• **Page**:
★ ★ ★ ★ ★ ★ ★

B. Stack and Heap (Runtime Memory)

While cargo size provides a static view of sections of a binary, it is critical to understand the dynamic memory components that consume RAM at runtime.

Stack: This memory area is used for local variables, function call frames, and return addresses.
On ARM Cortex-M, the stack typically grows downwards from a high memory address to lower addresses.
Its initial position is typically set at the very end of the RAM region by the linker script.
Heap: This memory area is used for dynamic memory allocation (e.g. using Box, Vec, or the alloc crate functions in the std or alloc environment).
The heap typically grows upwards after the .data and .bss sections in RAM.

IV. Managing Memory Layout and Section Placement (Linker Scripts)

A. Linker Scripts Role

Linker scripts are text files that serve as configuration input to the linker.
They provide precise instructions on how to map input sections from object files to output sections in the final ELF executable.
Crucially, they also dictate where these output sections should be placed in specific memory areas (such as Flash and RAM) of the target embedded device.
While the cortex-m-rt crate provides a default linker script, for production embedded applications developers often need to customize it.

B. Basic directives in Linker Scripts

Linker scripts use several key directives to define and control memory layout, which can be described in the memory.x file:

MEMORY {
    BOOT2 : ORIGIN = 0x10000000, LENGTH = 0x100

    FLASH : ORIGIN = 0x10000100, LENGTH = 2048K - 0x100
    RAM : ORIGIN = 0x20000000, LENGTH = 256K

    SRAM4 : ORIGIN = 0x20040000, LENGTH = 4k
    SRAM5 : ORIGIN = 0x20041000, LENGTH = 4k
}

EXTERN(BOOT2_FIRMWARE)

SECTIONS {
    .boot2 ORIGIN(BOOT2) :
    {
        KEEP(*(.boot2));
    } > BOOT2
} INSERT BEFORE .text;

SECTIONS {
    .boot_info : ALIGN(4)

★ ★ ★ ★ ★ ★ ★

• **Data excerpts**:
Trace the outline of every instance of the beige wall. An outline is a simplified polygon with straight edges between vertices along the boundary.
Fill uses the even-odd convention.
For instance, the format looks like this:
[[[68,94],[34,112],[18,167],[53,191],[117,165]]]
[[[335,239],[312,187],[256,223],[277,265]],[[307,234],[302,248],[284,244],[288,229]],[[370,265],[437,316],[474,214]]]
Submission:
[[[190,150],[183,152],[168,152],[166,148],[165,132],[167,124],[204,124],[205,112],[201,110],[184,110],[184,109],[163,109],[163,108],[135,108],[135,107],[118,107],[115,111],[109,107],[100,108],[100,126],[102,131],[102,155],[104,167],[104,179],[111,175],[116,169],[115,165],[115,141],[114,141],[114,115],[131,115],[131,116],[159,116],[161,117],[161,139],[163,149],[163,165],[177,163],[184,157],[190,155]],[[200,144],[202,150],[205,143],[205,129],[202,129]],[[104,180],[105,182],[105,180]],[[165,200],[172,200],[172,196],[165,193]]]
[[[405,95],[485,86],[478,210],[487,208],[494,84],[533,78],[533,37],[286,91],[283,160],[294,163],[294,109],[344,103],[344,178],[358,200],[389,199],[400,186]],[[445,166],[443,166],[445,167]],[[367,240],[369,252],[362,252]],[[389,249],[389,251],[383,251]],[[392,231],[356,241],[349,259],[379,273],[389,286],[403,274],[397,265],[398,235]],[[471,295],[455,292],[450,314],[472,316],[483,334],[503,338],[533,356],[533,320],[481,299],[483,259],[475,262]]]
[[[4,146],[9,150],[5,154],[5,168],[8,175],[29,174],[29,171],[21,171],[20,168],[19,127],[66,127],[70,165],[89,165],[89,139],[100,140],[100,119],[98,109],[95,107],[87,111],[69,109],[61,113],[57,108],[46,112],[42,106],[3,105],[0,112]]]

★ ★ ★ ★ ★ ★ ★

• **Given exercise 1**: On the embedded memory layout page, turn the paragraph beginning "Linker scripts are text files" into a bulleted list that keeps its main facts.
• **Given exercise 2**: Edit the listing from its first line through the line containing "For instance, the", inclusive, so that "beige wall" becomes "brick wall". Return only those lines.

• **Correct result 1**:
- Linker scripts are text files that serve as configuration input to the linker.
- They give precise instructions for mapping input sections from object files to output sections in the final ELF executable.
- They also dictate where those output sections are placed in the target embedded device's memory areas, such as Flash and RAM.
- The cortex-m-rt crate provides a default linker script, but developers of production embedded applications often need to customize it.

• **Correct result 2**:
Trace the outline of every instance of the brick wall. An outline is a simplified polygon with straight edges between vertices along the boundary.
Fill uses the even-odd convention.
For instance, the format looks like this:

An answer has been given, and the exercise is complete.